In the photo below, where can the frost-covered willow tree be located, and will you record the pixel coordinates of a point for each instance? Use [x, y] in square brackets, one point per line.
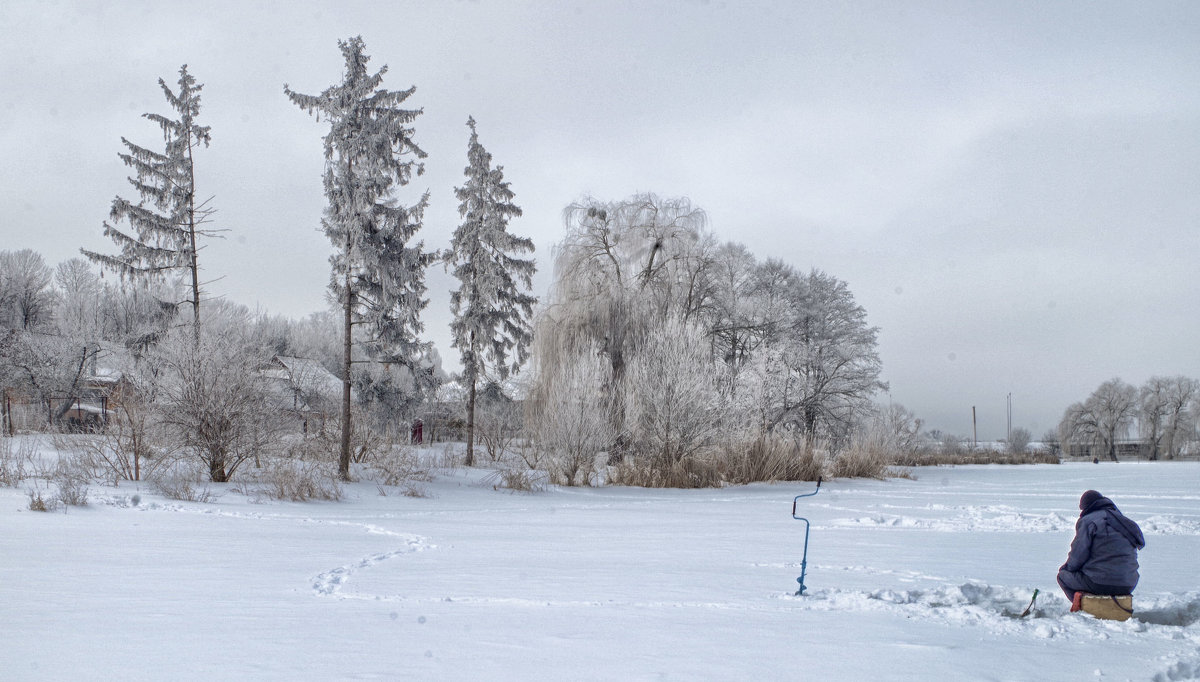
[378, 276]
[492, 307]
[167, 221]
[621, 269]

___

▸ **Directions**: The whole listing above is to be printed again exactly; pictures stay out of it.

▸ **Exercise response**:
In the photo below, where can the frost-covered willow tree be located, and will you record the pixel coordinates of a point for each instance? Use [x, y] in square brackets, one point per line.
[378, 276]
[492, 307]
[167, 221]
[621, 269]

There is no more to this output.